::: TRECHO DE TEXTO
Surge, em consequência, a indagação: vamos usar o personagem Pedro, a fim de colocá-lo também no centro das nossas atenções? Ou vamos falar, na prédica deste domingo, daquele Pedro que poderia ser um protótipo, um exemplo para todo e qualquer discípulo do Senhor Jesus Cristo? Parece-me que a exegese do texto nos dá a liberdade para tanto e sublinha, em especial, o último aspecto proposto.
Tu me amas mais do que estes outros? É a primeira pergunta feita a Pedro. Apascenta as minhas ovelhas, é a resposta dada ao discípulo. Pergunta e reação de Jesus à resposta, em forma de incumbência, são repetidas por três vezes. E, finalmente, o convite: Segue-me! Torna-se plenamente justificada a ênfase que é dada no texto e no contexto ao aspecto do discipulado. O pastoreio do rebanho não foi serviço exclusivo de Pedro, apesar da tradição eclesiástica romana. O cuidado das ovelhas, especialmente das desgarradas e desorientadas, é tarefa de todo discípulo (Mt 18.10-14). O desafio do envio não envolve somente a vida de Pedro. Todos os discípulos receberam a incumbência de ir, de sair a proclamar libertação aos cativos, de perdoar e de reter pecados (Jo 20.21-23). O desempenho de uma liderança, na qualidade de discípulo: isto é tarefa do cristão!
Pedro, um homem cheio de fraquezas e de faltas, um personagem marcado pelos contrastes da fé e da dúvida, nos serve de exemplo. Nós o conhecemos de outras ocasiões; sabemos de sua reação violenta e negativa, quando seu mestre predisse a morte (Mt 16.21-23). Sua emoção foi grande, quando Jesus foi preso no Getsêmani (Jo 18.10). Quem não se lembra da sua negação na hora do julgamento do Mestre?
::::::
::: DADOS FORNECIDOS
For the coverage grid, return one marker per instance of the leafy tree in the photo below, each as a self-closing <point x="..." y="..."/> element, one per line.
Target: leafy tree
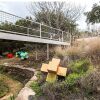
<point x="56" y="14"/>
<point x="93" y="16"/>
::::::
SUAS TAREFAS ::
(a) Redigite fielmente a parte do texto sobre Pedro que começa em "Tu me amas mais" e termina em "tarefa do cristão!".
(b) Liste todas as referências bíblicas indicadas entre parênteses no texto sobre Pedro.

RESPOSTAS DESENVOLVIDAS ::
(a)
Tu me amas mais do que estes outros? É a primeira pergunta feita a Pedro. Apascenta as minhas ovelhas, é a resposta dada ao discípulo. Pergunta e reação de Jesus à resposta, em forma de incumbência, são repetidas por três vezes. E, finalmente, o convite: Segue-me! Torna-se plenamente justificada a ênfase que é dada no texto e no contexto ao aspecto do discipulado. O pastoreio do rebanho não foi serviço exclusivo de Pedro, apesar da tradição eclesiástica romana. O cuidado das ovelhas, especialmente das desgarradas e desorientadas, é tarefa de todo discípulo (Mt 18.10-14). O desafio do envio não envolve somente a vida de Pedro. Todos os discípulos receberam a incumbência de ir, de sair a proclamar libertação aos cativos, de perdoar e de reter pecados (Jo 20.21-23). O desempenho de uma liderança, na qualidade de discípulo: isto é tarefa do cristão!

(b)
- Mt 18.10-14
- Jo 20.21-23
- Mt 16.21-23
- Jo 18.10